┌────────

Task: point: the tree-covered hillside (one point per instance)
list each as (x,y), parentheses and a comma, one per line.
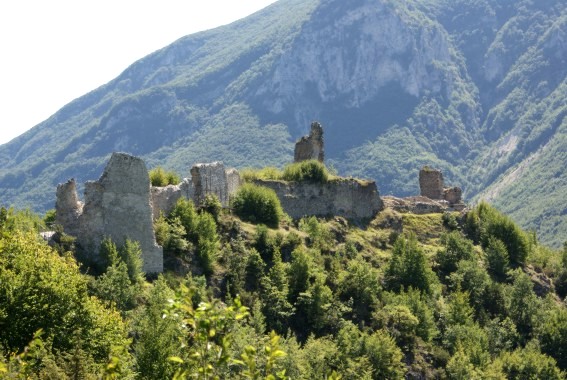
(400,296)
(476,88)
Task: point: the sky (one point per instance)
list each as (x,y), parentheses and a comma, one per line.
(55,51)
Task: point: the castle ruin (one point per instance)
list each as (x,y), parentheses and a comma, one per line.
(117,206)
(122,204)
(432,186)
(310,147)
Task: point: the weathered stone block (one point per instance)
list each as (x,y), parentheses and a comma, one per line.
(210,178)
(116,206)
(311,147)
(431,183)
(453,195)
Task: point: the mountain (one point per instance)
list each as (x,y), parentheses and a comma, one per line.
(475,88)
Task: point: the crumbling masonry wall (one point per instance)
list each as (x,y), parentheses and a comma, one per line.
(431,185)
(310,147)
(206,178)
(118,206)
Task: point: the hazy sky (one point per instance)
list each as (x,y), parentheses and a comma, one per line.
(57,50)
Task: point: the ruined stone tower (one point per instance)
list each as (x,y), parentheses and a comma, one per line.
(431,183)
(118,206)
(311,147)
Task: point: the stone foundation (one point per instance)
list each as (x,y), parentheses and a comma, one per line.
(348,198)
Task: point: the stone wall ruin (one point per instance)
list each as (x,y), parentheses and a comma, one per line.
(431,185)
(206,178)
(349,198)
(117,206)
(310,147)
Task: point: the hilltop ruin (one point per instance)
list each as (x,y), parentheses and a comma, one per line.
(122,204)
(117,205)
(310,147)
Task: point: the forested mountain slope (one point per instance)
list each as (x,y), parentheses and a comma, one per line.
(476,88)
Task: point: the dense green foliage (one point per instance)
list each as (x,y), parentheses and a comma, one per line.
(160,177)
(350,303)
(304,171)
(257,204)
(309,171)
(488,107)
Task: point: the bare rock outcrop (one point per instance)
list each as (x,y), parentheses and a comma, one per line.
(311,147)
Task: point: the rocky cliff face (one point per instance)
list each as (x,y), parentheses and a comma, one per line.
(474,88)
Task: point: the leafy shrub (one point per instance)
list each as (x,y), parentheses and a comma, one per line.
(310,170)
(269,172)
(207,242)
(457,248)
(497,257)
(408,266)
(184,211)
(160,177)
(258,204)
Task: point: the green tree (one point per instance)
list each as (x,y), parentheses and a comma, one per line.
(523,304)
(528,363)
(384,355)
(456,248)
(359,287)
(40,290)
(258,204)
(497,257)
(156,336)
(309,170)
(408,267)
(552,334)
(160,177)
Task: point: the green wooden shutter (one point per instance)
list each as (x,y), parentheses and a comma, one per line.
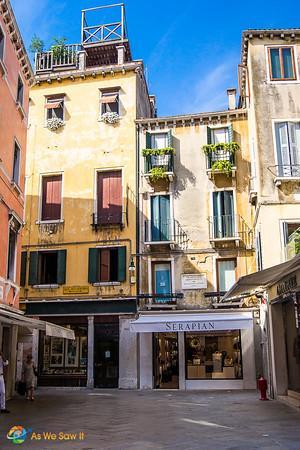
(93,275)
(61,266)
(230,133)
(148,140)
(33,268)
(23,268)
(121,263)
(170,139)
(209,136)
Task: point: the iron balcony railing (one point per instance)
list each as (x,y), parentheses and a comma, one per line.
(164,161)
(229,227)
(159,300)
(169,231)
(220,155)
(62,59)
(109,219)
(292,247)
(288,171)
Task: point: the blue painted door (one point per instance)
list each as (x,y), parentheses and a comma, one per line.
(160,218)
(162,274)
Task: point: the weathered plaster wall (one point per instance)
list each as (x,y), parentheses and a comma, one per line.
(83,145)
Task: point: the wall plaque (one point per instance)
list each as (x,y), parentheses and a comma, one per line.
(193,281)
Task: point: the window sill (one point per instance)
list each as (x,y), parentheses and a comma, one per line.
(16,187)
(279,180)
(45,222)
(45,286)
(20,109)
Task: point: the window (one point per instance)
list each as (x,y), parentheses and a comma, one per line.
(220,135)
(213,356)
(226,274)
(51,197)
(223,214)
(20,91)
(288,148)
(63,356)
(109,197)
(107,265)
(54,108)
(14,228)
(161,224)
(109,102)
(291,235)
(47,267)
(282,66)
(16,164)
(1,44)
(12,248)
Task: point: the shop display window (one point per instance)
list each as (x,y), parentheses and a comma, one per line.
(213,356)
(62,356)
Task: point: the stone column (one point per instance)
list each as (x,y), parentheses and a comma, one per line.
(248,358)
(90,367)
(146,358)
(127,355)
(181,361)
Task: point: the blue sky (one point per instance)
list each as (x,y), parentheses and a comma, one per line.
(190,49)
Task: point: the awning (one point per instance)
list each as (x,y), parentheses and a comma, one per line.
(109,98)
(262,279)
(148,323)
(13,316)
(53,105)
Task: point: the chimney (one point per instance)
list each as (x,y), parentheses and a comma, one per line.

└────────

Exercise instructions: Write out the full listing verbatim, excluding its pictures.

Correct response:
Task: point: the tree-covered hillside (one point per instance)
list each as (x,y), parentheses and a comma, one per line.
(400,296)
(476,88)
Task: point: the sky (one point per instance)
list each as (x,y), parentheses and a comma, one per line.
(55,51)
Task: point: the castle ruin (one point per instance)
list each as (x,y), parentheses and a comma, one per line.
(117,206)
(122,204)
(432,186)
(310,147)
Task: point: the weathered stone block (one point per instance)
list each as (x,y), parentheses and a comma, one per line.
(210,178)
(116,206)
(311,147)
(431,183)
(453,195)
Task: point: the mountain (one point per instance)
list each as (x,y), parentheses and a comma, one per line.
(475,88)
Task: point: the crumbling masonry wall (one point per instance)
list each as (x,y), parentheses and a comma, one per line.
(431,185)
(310,147)
(206,178)
(118,206)
Task: point: the hazy sky (one point per instance)
list each as (x,y), parentheses and a comma, one per line.
(57,50)
Task: point: the ruined stone tower (one point per instance)
list each as (x,y), parentheses and a comma, one per line.
(431,183)
(118,206)
(311,147)
Task: point: the stone foundation (one point per instance)
list each as (x,y), parentheses and a comma, one per line.
(348,198)
Task: point: the stone wall ruin (one point per instance)
list each as (x,y), parentheses and a comma, one per line.
(431,185)
(206,178)
(349,198)
(117,206)
(310,147)
Task: point: the hilltop ruin (one point per instance)
list each as (x,y), parentheses and a comma, one per line.
(122,204)
(117,205)
(310,147)
Task: point: the forested mountain slope (one point per instance)
list each as (x,y), parentheses and a comma, one per line.
(476,88)
Task: point: the dense green foliage (one point per instance)
list each as (x,y), parentheses and a comma, one per line.
(160,177)
(350,303)
(304,171)
(257,204)
(309,171)
(488,107)
Task: point: the bare rock outcrop (one point per instance)
list each as (x,y), parentheses and a comma, one per line.
(311,147)
Task: point: the rocky cliff face (one point per instance)
list each as (x,y), parentheses and a comma, one per line.
(474,88)
Task: point: the leafy shrub (one point per instance)
list each as (x,y), parentheses and a comma, one per line.
(310,170)
(269,172)
(207,242)
(457,248)
(497,257)
(408,266)
(184,211)
(160,177)
(258,204)
Task: point: the green tree (one point per instance)
list each as (x,y), parentheses and a comma, one per line.
(523,304)
(528,363)
(384,355)
(456,248)
(359,287)
(40,290)
(258,204)
(497,257)
(156,336)
(309,170)
(408,267)
(552,334)
(160,177)
Task: point: the green wooden shutter (one point per instance)
list each as (x,y), parentheses and a comma, one per line.
(93,275)
(61,266)
(230,133)
(148,140)
(33,268)
(23,268)
(121,263)
(170,139)
(209,136)
Task: point: the iron balcony railing (one point per instance)
list each as (x,y), parentheses and a comma, one per line.
(164,161)
(229,227)
(159,300)
(169,231)
(220,155)
(62,59)
(109,219)
(292,247)
(288,171)
Task: point: the blue painted door (one point per instance)
list each as (x,y), parentheses and a comma, one per line.
(160,218)
(162,274)
Task: point: the weathered plaster wall (one point per instance)
list each as (x,y), parentheses and a comma, one per line.
(83,145)
Task: point: the wall plaque (one point per instance)
list each as (x,y), parentheses and a comma, one per line.
(193,281)
Task: point: the window sill (one point per instance)
list each as (x,y), parentheses and a comma, one per line.
(16,187)
(279,180)
(45,222)
(45,286)
(20,109)
Task: point: the window (one point per instance)
list each as (x,y), parentheses and a comma, one per line.
(220,135)
(213,356)
(226,274)
(51,197)
(223,214)
(20,91)
(288,148)
(63,356)
(109,197)
(107,265)
(54,108)
(14,228)
(161,224)
(109,102)
(291,235)
(47,267)
(282,66)
(16,164)
(1,44)
(12,248)
Task: point: the shop display window (one point per instance)
list each as (x,y), parentheses and a comma, one per line.
(213,356)
(62,356)
Task: point: the stone column (one point per instance)
list each as (x,y), parentheses and a comma, one per line.
(248,358)
(90,367)
(146,358)
(127,355)
(181,361)
Task: point: the blue sky (one point per instance)
list each as (x,y), parentheses and a comma, one per line.
(190,49)
Task: point: the awning (one point per instance)
list each as (x,y), parentheses and a comma, one per line.
(109,98)
(262,279)
(148,323)
(13,316)
(53,105)
Task: point: the chimney (one point per instance)
list each as (x,y), parentheses and a comma, one per line.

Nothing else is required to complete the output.